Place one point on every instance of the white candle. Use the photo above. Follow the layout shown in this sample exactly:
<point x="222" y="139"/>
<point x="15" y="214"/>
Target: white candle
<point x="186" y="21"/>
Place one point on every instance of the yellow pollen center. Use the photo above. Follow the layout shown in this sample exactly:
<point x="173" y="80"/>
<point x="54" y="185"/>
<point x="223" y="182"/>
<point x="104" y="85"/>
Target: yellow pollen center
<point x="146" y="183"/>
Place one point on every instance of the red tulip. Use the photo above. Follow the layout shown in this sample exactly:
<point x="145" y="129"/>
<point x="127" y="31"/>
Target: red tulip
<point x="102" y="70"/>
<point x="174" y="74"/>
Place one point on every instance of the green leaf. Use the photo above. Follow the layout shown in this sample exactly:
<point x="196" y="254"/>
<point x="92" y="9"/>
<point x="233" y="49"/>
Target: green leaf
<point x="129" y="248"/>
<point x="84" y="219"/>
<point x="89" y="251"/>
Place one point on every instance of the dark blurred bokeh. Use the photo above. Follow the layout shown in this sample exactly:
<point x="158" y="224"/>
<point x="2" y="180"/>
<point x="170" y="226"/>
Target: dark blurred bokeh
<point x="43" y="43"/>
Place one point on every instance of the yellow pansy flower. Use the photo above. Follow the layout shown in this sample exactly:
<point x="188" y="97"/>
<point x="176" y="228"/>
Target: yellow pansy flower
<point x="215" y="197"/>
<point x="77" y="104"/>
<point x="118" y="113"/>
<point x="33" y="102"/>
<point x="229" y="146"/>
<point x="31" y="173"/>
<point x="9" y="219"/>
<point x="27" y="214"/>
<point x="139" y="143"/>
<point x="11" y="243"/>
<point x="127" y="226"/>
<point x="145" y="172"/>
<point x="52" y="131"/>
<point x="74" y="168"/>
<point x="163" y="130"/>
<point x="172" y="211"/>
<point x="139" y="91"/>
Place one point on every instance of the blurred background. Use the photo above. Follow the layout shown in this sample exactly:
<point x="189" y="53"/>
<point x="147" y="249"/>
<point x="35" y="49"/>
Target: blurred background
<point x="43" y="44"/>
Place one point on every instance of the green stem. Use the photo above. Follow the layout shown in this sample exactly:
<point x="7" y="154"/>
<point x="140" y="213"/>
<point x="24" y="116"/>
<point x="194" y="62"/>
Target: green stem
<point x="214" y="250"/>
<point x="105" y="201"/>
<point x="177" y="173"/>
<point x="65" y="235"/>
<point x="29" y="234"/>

§ **HOW TO COMPLETE THIS TASK**
Reproduce the whole of the records exactly, so that no line differs from the source above.

§ **ANSWER AREA**
Place one point on every instance of the white candle. Use the photo above. Follow the layout shown in this sample exactly:
<point x="222" y="139"/>
<point x="15" y="214"/>
Target: white candle
<point x="186" y="21"/>
Place one point on every instance of the yellow pollen center. Use the photo above. Follow the layout shown in this sample exactly:
<point x="173" y="80"/>
<point x="54" y="185"/>
<point x="223" y="182"/>
<point x="104" y="85"/>
Target: yellow pollen center
<point x="146" y="183"/>
Place one point on every instance of the red tulip. Use the photo above. Follow the layout shown in this sample exactly:
<point x="145" y="129"/>
<point x="127" y="31"/>
Target: red tulip
<point x="102" y="70"/>
<point x="174" y="74"/>
Place one point on every instance of the green leaf. Use the photo above. Follow the layout shown in this sample exactly:
<point x="196" y="254"/>
<point x="92" y="9"/>
<point x="233" y="49"/>
Target: green leaf
<point x="129" y="248"/>
<point x="84" y="219"/>
<point x="89" y="251"/>
Place one point on every instance of the dark blurred bokeh. Use the photo above. Follow the layout shown in this sample exactly:
<point x="158" y="224"/>
<point x="2" y="180"/>
<point x="170" y="226"/>
Target: dark blurred bokeh
<point x="43" y="43"/>
Place one point on every instance of the yellow pansy flower. Use the photo above. Follow the layout shown in this sample exactly:
<point x="188" y="97"/>
<point x="176" y="228"/>
Target: yellow pansy flower
<point x="215" y="197"/>
<point x="77" y="104"/>
<point x="118" y="113"/>
<point x="33" y="102"/>
<point x="229" y="146"/>
<point x="31" y="173"/>
<point x="9" y="219"/>
<point x="27" y="214"/>
<point x="139" y="143"/>
<point x="11" y="243"/>
<point x="127" y="226"/>
<point x="145" y="172"/>
<point x="52" y="131"/>
<point x="74" y="168"/>
<point x="163" y="130"/>
<point x="172" y="211"/>
<point x="139" y="91"/>
Place one point on every instance of the blurred background. Use the photo above. Follow the layout shown in this sample exactly:
<point x="189" y="53"/>
<point x="147" y="249"/>
<point x="35" y="49"/>
Target: blurred background
<point x="43" y="44"/>
Place one point on every instance of the green stem. Use the photo above. Follow the layout shown in this sample exactly:
<point x="7" y="154"/>
<point x="140" y="213"/>
<point x="24" y="116"/>
<point x="194" y="62"/>
Target: green stem
<point x="214" y="250"/>
<point x="105" y="201"/>
<point x="177" y="173"/>
<point x="65" y="235"/>
<point x="29" y="234"/>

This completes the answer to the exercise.